▶ _Exercise objective_:
As the answer, give every line of the records that includes the word "crane".

[Referring expression pointing data]
------------------------------------------------

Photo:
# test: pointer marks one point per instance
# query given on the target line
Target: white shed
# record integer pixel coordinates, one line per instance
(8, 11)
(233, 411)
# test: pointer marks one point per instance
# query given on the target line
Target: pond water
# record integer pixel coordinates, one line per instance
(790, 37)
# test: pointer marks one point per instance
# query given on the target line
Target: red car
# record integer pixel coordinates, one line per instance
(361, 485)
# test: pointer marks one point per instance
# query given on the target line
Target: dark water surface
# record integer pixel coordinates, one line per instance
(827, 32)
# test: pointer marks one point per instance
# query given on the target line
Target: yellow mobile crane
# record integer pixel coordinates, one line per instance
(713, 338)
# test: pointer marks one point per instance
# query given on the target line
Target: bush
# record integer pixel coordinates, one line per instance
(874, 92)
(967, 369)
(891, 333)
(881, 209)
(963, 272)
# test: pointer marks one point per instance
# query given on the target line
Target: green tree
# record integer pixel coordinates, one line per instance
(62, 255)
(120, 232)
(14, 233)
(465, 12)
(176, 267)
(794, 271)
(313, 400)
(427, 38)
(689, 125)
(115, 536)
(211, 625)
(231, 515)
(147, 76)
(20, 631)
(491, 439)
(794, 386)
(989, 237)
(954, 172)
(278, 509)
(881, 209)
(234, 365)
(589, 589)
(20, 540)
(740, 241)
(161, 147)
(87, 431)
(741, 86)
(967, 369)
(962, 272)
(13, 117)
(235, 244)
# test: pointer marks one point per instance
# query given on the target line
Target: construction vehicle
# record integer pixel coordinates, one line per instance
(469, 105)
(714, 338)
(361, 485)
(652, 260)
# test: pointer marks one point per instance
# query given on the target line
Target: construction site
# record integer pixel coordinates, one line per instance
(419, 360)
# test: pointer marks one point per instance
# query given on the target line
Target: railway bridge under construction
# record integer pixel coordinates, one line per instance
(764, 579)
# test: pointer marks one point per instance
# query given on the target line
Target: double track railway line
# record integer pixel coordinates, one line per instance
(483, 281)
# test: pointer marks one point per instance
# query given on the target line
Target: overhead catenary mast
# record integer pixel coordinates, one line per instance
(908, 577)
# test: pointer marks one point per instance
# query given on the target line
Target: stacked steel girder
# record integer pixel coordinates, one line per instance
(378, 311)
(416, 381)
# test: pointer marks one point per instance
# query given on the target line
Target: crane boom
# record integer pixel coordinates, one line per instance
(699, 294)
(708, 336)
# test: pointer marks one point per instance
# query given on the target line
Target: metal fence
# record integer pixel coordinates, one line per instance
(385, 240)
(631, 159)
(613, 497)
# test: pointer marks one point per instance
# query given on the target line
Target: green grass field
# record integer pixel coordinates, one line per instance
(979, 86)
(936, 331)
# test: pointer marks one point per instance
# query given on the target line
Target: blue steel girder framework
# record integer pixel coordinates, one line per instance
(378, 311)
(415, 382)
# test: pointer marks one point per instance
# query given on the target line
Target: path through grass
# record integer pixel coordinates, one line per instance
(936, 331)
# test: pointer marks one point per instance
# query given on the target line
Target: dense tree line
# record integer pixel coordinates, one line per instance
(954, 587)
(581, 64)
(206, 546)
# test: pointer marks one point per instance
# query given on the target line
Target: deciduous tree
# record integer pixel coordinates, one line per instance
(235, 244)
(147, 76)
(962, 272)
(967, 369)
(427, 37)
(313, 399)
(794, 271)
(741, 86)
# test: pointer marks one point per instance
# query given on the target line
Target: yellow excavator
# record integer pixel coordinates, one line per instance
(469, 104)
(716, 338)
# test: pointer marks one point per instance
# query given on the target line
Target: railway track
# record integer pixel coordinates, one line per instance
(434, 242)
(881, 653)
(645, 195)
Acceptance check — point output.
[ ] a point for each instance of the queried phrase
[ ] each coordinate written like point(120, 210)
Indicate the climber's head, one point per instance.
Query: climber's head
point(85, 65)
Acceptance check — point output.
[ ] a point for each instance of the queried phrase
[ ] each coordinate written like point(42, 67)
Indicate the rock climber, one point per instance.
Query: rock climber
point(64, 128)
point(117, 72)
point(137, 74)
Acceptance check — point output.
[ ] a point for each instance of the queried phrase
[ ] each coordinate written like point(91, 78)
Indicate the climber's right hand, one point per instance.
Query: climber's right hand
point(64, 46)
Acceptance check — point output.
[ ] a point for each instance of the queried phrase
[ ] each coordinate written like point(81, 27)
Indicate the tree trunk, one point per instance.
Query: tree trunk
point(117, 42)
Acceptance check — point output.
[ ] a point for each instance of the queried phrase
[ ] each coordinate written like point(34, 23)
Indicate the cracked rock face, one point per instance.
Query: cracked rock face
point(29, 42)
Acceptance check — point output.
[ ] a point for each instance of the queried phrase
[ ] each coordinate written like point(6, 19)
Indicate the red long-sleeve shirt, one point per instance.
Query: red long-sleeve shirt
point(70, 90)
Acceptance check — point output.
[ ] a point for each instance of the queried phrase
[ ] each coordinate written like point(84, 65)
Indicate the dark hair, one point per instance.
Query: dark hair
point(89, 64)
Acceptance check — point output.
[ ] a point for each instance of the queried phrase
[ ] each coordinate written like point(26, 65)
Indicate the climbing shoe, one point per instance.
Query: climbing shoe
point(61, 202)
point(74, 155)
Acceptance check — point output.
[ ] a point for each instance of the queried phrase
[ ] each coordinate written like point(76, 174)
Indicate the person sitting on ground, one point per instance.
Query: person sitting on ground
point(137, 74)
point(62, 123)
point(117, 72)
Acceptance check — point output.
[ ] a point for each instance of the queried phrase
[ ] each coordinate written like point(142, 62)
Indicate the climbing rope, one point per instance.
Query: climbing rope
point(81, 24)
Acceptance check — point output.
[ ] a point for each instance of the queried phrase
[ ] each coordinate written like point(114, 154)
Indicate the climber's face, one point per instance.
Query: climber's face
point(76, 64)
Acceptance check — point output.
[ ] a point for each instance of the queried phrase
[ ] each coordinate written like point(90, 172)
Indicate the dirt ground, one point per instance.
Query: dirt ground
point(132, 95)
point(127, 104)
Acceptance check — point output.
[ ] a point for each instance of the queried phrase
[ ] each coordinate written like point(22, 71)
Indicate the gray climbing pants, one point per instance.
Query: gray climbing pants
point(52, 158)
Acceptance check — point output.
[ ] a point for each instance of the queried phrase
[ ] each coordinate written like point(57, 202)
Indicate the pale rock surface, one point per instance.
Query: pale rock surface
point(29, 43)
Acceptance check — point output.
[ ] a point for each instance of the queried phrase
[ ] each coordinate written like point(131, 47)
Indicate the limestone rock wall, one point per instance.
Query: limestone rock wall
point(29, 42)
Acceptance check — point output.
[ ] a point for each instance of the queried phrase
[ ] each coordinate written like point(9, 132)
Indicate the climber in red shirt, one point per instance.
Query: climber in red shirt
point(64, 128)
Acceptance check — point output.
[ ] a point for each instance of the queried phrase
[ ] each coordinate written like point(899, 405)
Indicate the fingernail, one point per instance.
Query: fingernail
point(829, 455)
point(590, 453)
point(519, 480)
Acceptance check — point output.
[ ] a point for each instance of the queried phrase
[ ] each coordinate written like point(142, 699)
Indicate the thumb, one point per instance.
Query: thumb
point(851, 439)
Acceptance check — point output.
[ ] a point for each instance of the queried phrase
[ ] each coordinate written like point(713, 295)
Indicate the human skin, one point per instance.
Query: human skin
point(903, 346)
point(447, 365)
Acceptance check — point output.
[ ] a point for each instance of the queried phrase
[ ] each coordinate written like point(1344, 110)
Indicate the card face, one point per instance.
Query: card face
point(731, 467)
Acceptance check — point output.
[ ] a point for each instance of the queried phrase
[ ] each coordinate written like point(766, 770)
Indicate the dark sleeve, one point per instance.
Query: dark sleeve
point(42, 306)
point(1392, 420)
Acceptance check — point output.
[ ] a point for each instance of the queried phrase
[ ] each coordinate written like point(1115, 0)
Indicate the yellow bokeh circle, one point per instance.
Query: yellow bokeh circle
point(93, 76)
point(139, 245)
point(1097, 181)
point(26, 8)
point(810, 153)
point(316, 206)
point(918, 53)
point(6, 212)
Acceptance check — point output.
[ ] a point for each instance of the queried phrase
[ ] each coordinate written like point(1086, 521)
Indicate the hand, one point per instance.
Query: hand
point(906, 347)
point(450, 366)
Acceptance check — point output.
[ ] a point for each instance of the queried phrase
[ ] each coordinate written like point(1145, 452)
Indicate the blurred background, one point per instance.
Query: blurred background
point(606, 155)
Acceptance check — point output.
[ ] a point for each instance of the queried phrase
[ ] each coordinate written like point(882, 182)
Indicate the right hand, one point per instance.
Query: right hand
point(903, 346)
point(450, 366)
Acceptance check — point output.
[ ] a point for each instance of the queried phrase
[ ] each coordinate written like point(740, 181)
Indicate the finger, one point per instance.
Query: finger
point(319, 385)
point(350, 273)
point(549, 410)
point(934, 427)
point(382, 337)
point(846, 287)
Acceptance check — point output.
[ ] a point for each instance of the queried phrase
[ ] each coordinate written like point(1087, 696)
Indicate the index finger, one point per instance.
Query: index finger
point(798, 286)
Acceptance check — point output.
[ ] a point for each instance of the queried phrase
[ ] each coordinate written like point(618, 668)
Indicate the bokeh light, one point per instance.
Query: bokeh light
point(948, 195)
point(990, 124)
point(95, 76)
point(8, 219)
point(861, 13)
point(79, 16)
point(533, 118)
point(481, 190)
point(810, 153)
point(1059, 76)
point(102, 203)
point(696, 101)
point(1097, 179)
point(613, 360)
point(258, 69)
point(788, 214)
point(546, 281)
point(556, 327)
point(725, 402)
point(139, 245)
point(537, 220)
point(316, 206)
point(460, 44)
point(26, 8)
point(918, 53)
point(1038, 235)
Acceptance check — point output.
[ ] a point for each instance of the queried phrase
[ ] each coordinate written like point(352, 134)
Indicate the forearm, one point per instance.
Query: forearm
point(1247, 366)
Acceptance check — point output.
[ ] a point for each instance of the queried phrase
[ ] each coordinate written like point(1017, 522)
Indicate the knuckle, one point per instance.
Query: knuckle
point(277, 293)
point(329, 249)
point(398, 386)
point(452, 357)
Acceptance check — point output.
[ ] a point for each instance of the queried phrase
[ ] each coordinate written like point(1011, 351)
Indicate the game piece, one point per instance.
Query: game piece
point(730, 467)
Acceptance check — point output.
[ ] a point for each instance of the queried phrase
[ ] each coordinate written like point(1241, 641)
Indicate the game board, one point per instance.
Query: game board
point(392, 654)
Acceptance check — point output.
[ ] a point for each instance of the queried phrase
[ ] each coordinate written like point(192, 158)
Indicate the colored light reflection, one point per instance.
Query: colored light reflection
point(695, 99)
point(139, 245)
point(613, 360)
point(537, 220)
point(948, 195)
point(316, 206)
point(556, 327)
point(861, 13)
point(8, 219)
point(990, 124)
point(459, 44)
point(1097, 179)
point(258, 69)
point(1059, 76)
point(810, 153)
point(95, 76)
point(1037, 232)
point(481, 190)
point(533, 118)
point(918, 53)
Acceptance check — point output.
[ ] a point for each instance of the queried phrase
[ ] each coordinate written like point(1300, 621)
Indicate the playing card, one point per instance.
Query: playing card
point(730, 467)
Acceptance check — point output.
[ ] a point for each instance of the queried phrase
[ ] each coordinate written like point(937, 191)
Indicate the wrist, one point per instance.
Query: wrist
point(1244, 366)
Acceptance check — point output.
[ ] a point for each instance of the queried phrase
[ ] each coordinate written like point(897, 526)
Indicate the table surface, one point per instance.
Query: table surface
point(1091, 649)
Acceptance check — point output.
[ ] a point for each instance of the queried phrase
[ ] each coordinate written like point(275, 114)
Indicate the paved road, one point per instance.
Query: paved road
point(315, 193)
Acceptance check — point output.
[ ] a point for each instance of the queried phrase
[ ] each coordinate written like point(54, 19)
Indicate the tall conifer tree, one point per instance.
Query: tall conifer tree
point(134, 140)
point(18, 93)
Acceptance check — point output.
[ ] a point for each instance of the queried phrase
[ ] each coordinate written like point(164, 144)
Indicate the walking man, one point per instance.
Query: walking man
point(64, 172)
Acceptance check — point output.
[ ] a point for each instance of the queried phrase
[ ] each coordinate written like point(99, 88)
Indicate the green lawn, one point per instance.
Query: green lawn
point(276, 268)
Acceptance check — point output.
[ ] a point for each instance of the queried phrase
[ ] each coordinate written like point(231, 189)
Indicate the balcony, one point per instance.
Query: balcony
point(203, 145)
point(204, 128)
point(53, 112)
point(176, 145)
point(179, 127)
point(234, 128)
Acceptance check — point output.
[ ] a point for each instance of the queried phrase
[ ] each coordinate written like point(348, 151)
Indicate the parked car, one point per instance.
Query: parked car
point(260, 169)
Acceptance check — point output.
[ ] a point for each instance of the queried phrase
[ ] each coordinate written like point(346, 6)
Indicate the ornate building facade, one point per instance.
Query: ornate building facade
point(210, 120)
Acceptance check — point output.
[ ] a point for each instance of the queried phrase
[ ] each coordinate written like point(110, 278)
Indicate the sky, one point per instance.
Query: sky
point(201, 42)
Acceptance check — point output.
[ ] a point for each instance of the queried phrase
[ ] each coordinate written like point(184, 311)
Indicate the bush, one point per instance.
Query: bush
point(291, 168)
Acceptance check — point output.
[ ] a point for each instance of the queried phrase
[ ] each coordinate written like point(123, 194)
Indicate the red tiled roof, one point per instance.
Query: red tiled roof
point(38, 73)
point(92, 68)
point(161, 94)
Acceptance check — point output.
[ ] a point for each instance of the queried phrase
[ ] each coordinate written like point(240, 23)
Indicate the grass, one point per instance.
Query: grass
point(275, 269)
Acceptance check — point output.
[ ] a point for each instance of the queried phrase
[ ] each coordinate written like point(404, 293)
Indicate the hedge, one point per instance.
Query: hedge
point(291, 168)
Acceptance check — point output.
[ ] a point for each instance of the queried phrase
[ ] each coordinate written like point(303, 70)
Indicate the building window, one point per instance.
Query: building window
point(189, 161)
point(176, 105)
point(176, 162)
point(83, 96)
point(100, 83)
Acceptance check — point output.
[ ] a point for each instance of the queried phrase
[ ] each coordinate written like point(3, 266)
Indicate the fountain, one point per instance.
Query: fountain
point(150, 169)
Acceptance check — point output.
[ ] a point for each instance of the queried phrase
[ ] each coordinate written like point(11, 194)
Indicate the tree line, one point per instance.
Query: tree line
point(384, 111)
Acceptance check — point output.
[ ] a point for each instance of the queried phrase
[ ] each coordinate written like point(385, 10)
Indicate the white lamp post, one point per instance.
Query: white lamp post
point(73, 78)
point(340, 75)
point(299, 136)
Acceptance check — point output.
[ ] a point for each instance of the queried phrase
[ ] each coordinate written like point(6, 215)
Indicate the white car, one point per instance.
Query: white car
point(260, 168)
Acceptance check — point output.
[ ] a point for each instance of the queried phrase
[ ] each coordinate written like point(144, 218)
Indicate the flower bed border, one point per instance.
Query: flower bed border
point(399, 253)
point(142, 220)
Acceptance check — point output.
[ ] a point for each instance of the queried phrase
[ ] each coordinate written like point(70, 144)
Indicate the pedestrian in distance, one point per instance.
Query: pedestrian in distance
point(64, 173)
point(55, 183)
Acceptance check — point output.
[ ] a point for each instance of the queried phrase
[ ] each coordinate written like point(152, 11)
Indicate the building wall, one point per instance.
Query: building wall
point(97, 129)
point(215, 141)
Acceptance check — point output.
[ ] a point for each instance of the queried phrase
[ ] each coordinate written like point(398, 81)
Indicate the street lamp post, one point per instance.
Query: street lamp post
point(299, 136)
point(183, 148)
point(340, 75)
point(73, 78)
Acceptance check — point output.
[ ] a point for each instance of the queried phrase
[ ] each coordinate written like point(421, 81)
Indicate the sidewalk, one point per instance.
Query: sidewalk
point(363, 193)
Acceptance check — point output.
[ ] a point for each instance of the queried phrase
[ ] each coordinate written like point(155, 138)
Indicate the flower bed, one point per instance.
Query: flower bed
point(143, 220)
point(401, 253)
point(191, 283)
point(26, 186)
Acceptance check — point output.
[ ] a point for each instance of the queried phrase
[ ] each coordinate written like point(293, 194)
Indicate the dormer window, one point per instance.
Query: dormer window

------------------------------------------------

▶ _Answer_:
Target: yellow mobile crane
Target: crane boom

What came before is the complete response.